▸ **GOAL**: Please show every line of the material below that contains the string "silver", copied out in full.

▸ **THE DATA**:
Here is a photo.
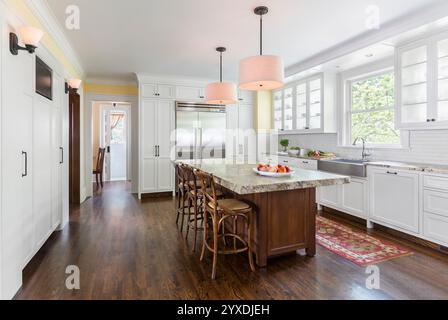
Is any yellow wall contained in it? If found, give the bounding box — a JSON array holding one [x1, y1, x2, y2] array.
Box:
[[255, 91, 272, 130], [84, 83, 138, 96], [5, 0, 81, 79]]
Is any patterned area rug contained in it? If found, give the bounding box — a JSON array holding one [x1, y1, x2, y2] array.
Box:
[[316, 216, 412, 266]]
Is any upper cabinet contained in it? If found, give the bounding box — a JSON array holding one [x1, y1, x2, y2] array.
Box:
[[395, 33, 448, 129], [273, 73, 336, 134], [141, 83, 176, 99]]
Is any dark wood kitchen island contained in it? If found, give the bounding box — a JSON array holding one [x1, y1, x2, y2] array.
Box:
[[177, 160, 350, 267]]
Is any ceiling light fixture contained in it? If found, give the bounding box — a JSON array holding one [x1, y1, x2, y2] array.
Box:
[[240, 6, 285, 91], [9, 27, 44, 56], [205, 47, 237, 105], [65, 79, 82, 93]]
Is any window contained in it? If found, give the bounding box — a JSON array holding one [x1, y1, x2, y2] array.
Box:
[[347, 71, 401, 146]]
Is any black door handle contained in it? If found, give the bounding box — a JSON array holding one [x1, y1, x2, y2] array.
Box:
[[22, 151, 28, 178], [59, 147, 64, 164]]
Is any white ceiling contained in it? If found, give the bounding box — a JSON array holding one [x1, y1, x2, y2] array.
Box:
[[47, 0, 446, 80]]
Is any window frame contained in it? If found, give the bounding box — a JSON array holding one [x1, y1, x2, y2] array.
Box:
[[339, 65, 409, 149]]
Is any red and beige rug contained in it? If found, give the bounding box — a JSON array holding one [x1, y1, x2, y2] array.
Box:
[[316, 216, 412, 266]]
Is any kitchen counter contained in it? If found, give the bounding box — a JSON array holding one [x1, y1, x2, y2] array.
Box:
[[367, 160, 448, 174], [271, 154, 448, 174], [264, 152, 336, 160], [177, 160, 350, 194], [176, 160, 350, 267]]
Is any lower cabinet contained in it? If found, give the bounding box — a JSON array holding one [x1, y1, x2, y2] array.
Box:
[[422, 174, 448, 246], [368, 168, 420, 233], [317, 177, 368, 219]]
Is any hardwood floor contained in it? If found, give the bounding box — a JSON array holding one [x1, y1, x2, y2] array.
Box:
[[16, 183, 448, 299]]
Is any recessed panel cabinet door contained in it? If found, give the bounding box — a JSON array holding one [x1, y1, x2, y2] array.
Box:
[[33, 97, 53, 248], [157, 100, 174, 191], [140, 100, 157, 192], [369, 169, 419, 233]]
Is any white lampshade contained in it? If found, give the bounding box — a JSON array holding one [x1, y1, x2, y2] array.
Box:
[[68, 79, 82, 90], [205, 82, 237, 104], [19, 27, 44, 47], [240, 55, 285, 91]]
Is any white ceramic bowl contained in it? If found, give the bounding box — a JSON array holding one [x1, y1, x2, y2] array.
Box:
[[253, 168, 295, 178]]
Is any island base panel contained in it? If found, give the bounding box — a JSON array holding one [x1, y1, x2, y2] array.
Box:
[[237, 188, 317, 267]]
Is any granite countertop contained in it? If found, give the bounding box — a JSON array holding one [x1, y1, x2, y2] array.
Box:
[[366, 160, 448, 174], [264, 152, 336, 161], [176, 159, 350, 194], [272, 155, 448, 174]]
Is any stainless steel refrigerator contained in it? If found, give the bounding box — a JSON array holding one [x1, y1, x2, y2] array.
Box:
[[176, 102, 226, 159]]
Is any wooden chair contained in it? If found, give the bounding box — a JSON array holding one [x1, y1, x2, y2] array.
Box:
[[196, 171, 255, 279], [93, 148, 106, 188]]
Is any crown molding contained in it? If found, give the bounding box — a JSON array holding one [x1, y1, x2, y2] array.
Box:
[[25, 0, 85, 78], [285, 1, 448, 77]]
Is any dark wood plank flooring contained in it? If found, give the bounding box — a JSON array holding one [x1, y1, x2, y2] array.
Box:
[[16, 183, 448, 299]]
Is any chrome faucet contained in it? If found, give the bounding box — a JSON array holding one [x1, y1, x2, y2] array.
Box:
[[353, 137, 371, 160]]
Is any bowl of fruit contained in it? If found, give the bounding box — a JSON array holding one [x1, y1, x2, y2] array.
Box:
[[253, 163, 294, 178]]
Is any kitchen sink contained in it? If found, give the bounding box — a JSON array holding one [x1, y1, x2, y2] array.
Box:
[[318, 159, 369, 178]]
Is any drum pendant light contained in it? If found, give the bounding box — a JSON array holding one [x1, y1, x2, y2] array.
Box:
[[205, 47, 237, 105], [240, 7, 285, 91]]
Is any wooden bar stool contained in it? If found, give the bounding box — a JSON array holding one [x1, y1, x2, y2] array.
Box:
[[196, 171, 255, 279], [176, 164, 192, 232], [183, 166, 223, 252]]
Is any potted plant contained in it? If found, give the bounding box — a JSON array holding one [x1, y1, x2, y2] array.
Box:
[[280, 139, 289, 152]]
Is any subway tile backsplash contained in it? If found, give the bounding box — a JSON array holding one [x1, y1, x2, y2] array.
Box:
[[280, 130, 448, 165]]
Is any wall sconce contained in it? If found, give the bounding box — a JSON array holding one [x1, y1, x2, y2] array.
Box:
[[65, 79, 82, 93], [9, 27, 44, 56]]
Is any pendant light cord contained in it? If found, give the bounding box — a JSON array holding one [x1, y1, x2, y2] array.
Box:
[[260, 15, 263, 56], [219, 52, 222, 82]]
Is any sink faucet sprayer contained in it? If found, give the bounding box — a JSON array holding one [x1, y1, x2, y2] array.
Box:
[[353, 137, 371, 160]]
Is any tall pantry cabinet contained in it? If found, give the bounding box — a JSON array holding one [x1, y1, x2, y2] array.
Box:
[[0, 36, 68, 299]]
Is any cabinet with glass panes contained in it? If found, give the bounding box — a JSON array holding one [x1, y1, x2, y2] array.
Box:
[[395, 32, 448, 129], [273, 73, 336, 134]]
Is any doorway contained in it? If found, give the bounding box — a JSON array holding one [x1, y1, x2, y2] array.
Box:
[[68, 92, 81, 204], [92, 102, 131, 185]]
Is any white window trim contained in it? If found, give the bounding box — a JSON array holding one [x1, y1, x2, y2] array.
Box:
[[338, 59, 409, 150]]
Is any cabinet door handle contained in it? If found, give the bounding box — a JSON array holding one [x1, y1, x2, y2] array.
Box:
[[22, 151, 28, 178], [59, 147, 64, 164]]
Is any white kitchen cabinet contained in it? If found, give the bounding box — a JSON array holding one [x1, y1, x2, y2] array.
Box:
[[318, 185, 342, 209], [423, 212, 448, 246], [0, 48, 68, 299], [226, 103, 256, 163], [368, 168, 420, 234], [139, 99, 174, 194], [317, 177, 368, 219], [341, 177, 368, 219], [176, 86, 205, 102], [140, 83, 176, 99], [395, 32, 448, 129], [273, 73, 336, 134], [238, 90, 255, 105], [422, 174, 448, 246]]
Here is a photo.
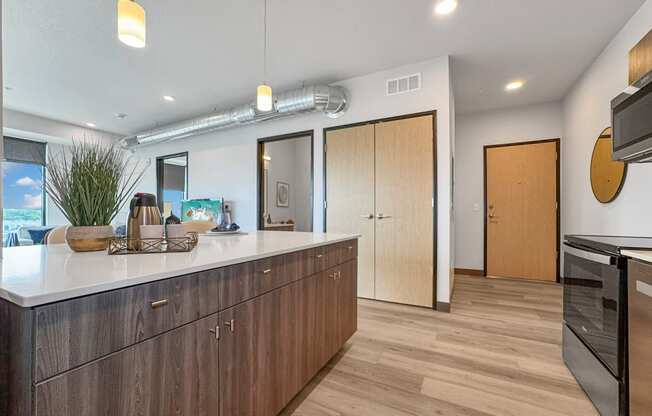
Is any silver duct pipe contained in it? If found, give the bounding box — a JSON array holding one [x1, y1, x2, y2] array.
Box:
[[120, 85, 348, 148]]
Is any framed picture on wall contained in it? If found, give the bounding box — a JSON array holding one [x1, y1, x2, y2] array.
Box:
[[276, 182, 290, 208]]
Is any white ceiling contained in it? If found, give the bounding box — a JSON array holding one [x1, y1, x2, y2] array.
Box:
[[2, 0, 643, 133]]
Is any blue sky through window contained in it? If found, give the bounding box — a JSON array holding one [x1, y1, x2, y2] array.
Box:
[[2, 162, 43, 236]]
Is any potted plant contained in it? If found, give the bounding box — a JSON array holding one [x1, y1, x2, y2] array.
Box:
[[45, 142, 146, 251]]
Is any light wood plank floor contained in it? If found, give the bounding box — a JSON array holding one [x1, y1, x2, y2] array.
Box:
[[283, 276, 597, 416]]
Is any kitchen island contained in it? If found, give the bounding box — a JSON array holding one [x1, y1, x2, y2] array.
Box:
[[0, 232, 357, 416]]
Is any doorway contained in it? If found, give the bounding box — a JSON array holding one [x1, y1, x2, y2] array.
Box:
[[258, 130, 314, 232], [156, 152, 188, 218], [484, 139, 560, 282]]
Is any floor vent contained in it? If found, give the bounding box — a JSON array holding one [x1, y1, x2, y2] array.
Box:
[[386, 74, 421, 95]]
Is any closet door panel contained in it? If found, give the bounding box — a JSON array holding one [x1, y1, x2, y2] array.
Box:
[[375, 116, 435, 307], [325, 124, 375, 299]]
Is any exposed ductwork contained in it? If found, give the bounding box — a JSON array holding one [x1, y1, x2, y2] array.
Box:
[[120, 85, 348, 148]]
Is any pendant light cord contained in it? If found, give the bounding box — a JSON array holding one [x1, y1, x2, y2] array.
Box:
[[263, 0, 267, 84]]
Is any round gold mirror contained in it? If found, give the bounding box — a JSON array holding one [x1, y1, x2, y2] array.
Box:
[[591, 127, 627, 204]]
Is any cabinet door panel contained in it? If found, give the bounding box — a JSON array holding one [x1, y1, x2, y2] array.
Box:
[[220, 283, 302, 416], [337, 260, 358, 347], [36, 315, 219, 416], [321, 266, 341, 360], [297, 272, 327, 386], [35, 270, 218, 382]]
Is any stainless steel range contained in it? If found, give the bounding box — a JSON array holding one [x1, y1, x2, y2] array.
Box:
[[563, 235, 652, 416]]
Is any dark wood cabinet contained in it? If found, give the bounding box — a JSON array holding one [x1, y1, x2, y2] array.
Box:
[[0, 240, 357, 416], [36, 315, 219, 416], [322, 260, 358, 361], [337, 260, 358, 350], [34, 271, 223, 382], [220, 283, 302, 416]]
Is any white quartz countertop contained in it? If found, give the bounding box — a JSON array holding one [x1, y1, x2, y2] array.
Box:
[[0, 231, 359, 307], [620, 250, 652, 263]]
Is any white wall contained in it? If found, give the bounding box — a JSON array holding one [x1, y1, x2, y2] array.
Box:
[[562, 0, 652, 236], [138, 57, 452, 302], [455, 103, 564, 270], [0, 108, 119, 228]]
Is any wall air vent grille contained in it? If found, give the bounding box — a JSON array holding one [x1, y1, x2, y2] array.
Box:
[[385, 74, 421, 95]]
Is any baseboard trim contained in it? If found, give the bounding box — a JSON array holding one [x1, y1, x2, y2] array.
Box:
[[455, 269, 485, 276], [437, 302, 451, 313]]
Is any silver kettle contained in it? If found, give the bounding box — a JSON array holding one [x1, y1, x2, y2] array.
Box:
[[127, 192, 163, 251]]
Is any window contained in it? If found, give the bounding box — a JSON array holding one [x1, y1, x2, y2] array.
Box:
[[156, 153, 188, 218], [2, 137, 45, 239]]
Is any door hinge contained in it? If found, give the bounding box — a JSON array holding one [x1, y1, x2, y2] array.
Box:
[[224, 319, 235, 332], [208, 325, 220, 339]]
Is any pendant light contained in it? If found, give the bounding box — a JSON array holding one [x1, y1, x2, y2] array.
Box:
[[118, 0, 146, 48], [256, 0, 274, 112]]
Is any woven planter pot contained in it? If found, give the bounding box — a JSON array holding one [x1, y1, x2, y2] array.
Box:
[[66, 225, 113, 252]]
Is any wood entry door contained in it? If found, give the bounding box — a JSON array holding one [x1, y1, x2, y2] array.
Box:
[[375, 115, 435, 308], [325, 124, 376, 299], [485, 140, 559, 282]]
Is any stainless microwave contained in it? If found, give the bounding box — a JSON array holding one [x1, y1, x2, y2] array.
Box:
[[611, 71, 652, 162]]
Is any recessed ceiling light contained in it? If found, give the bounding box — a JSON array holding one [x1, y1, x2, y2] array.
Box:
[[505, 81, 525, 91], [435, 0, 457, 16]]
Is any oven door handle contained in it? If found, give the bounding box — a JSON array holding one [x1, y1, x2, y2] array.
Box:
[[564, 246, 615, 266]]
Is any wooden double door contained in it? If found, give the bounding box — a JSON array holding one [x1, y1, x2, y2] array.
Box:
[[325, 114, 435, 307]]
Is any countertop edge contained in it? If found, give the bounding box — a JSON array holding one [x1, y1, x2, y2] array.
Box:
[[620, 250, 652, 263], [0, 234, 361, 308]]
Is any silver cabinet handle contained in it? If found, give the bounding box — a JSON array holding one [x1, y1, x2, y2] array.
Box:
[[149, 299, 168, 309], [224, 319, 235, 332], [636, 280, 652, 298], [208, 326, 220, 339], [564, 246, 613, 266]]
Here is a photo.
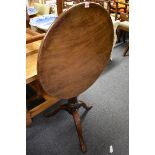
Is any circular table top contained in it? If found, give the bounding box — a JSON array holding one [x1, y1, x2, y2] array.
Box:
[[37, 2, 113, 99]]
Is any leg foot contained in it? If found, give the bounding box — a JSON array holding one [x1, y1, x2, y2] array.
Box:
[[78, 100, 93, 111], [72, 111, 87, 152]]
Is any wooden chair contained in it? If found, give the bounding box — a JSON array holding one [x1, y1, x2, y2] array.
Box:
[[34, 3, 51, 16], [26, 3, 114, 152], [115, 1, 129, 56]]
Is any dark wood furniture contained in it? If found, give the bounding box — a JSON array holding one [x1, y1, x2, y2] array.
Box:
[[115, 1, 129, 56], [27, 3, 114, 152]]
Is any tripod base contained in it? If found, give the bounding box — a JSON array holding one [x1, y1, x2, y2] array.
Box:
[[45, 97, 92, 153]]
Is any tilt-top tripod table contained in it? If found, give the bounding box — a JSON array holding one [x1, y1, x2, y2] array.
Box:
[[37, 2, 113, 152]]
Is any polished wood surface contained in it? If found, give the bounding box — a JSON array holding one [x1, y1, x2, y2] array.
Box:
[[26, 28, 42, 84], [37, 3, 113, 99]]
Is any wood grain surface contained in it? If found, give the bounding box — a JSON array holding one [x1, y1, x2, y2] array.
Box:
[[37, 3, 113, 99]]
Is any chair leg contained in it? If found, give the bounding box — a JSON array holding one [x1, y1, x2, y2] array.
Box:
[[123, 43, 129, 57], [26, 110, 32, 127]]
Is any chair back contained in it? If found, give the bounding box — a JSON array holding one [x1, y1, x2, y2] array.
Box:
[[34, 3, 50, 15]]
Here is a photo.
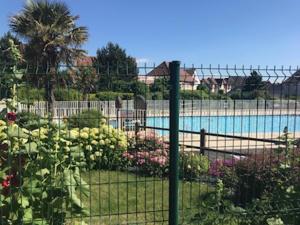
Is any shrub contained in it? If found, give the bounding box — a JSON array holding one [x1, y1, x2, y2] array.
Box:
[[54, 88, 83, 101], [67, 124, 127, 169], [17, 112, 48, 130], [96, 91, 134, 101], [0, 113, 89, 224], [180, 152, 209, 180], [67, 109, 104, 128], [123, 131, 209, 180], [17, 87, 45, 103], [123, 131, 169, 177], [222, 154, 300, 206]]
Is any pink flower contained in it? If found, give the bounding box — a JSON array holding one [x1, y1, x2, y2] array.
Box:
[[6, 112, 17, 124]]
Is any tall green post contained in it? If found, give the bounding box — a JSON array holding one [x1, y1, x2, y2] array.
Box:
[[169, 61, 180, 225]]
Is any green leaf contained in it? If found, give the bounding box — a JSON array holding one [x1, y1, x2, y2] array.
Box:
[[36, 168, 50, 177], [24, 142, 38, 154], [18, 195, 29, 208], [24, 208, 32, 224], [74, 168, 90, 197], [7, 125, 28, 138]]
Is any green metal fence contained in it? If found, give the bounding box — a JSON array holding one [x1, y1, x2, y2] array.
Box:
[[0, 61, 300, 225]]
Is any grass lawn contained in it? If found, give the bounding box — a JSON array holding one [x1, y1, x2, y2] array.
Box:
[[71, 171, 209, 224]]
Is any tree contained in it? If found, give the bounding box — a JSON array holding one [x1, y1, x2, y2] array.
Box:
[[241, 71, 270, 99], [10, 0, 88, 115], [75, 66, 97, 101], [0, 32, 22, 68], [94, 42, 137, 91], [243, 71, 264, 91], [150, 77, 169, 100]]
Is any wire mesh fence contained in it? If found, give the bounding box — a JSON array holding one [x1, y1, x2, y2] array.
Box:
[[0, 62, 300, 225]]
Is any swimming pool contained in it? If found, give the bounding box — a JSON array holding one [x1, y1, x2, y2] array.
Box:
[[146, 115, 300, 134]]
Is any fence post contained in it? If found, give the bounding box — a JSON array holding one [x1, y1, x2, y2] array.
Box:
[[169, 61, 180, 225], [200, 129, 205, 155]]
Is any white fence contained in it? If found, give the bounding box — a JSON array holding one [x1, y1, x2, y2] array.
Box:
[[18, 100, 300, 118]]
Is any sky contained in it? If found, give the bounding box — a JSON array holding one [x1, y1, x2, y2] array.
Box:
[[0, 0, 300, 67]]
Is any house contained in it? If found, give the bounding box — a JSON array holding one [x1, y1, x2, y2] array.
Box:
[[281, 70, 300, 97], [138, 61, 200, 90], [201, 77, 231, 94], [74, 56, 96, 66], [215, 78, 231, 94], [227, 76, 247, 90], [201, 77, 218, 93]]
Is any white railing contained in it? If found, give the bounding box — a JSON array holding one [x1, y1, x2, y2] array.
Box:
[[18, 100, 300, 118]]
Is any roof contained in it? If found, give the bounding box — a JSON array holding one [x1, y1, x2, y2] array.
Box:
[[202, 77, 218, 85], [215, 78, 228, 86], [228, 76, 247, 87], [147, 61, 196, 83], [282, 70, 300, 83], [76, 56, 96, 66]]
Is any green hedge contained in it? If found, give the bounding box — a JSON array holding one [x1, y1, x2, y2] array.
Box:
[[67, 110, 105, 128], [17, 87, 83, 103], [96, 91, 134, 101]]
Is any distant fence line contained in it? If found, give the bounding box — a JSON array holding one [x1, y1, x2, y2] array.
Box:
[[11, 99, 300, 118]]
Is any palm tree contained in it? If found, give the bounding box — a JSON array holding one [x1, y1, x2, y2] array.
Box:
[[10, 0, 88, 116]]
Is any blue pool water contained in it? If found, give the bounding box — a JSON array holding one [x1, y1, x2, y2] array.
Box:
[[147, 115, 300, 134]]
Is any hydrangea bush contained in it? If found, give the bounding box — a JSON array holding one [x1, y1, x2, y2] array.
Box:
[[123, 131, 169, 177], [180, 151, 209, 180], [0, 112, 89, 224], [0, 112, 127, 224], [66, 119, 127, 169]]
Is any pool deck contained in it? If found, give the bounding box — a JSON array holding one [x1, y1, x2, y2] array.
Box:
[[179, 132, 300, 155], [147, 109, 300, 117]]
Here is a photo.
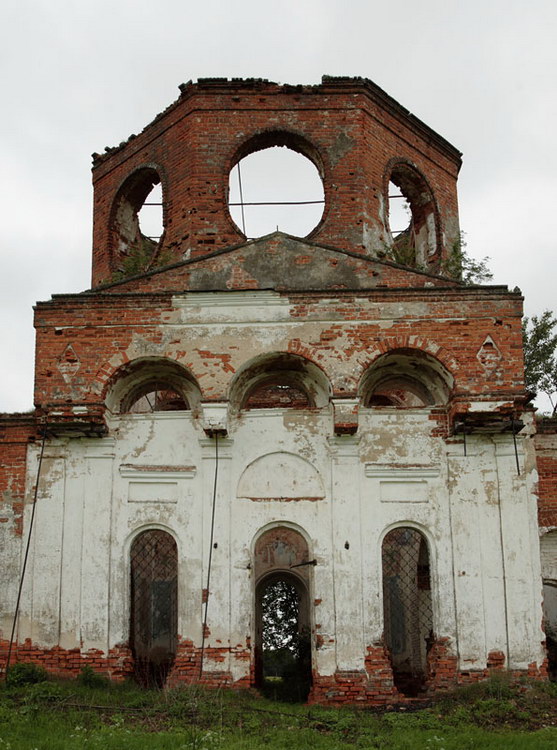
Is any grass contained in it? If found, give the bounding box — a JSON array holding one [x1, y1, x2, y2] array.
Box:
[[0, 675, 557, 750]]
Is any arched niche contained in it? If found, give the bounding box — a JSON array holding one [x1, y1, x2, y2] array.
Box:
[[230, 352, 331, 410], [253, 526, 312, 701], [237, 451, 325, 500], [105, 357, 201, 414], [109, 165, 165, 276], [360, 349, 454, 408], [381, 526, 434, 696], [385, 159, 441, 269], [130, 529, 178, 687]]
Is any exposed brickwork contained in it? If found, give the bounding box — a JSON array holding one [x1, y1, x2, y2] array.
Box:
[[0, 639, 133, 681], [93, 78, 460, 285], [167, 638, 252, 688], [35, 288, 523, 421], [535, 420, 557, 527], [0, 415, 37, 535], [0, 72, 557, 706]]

▸ **THE ANSWER**:
Is any silver duct pipe contained in it? If found, give the bounding box — a JSON array holding one [x1, y1, x2, y2] array.
Is any silver kettle contained in it? If found, give the bounding box — a JSON array holding one [x1, y1, x2, y2] array.
Is any silver cabinet handle contained in it? If found, give the bounding box — a JSON array holding one [x1, y1, x2, y2] array.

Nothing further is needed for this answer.